• _TEXT EXCERPT_:
= = =

Here's my question: In the main(void) function, how come, when I print the encrypt function as a string (%s) I don't get anything from the CLI, but if I print the same function as char (%c) I do get the letters?

PS: From what I've read, I know I can't return arrays in C, which is why I'm assigning the char[] to a string variable and returning that.

I just want to know why is this happening because If I print the string ciphertext inside the encrypt function it works meaning that the code works fine.

NOTE: For the sake of the question, use positive integers for the "key" variable. I cleaned a bit the code, so the important part could be seen more easily.

Here's the code:

#include <cs50.h>
#include <stdio.h>
#include <string.h>

string encrypt(string plaintext, int key);

int main(void)
{
    int key;
    string plaintext;

    // Get the key.
    key = get_int("Key: ");

    // Get plaintext from the user.
    plaintext = get_string("plaintext:  ");

    // Print encrypted text.
    printf("ciphertext: %s\n", encrypt(plaintext, key));

    // Same but with the formatted char (%c).
    // printf("ciphertext: %c\n", encrypt(plaintext, key)[0]);
}

// Encrypt text.

= = =

• _TASKS TO COMPLETE_:
1) Translate this sentence from the forum question into Spanish: "I cleaned a bit the code, so the important part could be seen more easily."
2) Reproduce the forum question word for word, from "I just want" up to and including "seen more easily.".

• _PROVIDED MATERIAL_:

= = =

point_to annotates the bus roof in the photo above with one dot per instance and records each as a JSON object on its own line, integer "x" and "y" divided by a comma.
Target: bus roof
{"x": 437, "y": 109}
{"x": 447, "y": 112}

= = =

• _RESPONSES BY TASK_:
1) Limpié un poco el código, para que la parte importante se pudiera ver más fácilmente.

2)
I just want to know why is this happening because If I print the string ciphertext inside the encrypt function it works meaning that the code works fine.

NOTE: For the sake of the question, use positive integers for the "key" variable. I cleaned a bit the code, so the important part could be seen more easily.